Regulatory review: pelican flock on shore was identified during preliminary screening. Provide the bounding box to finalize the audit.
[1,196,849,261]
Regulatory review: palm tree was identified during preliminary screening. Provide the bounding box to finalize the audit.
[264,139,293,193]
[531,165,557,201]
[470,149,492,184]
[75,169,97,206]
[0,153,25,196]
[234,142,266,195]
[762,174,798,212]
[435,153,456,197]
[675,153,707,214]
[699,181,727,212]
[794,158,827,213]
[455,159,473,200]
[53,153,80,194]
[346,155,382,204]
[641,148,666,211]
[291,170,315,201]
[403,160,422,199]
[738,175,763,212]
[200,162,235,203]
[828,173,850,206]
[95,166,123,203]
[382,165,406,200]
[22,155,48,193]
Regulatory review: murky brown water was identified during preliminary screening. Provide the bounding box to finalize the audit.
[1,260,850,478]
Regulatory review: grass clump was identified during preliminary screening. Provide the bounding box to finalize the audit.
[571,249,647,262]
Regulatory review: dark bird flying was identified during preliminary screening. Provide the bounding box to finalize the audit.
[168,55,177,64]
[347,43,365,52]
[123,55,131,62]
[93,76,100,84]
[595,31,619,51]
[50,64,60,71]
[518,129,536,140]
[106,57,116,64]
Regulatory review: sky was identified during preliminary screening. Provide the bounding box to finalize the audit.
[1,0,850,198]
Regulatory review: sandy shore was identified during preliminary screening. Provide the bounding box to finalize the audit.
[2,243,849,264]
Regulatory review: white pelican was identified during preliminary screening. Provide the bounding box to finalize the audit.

────────────────────

Everything from the line with "Regulatory review: murky" through the final line of the entries above must be duplicated exactly; both ends belong, and no other line does.

● SOLUTION FOR THIS EXERCISE
Regulatory review: murky brown water was identified during preliminary screening. Provide the bounding box to finalize the audit.
[1,260,850,478]
Regulatory review: grass clump was identified during preliminary screening. Provide the bounding box to finalize the audit.
[571,249,647,262]
Regulatory review: dark bird flying was identified during preliminary screening. Provide the bounding box to finalize the audit.
[168,55,177,64]
[347,43,365,52]
[123,55,131,62]
[93,76,100,84]
[595,31,619,51]
[50,64,60,71]
[518,129,536,140]
[106,57,116,64]
Regulatory review: sky was identified during preliminary screening. Provide the bounding box to finalize the audit.
[1,0,850,198]
Regulatory review: sandy shore was identified during preliminary screening. Provide the bounding box to finalize the audit.
[2,243,849,264]
Regulatory review: white pelican was identified during preliminary screening. Provide the bounding box to finalize the audit.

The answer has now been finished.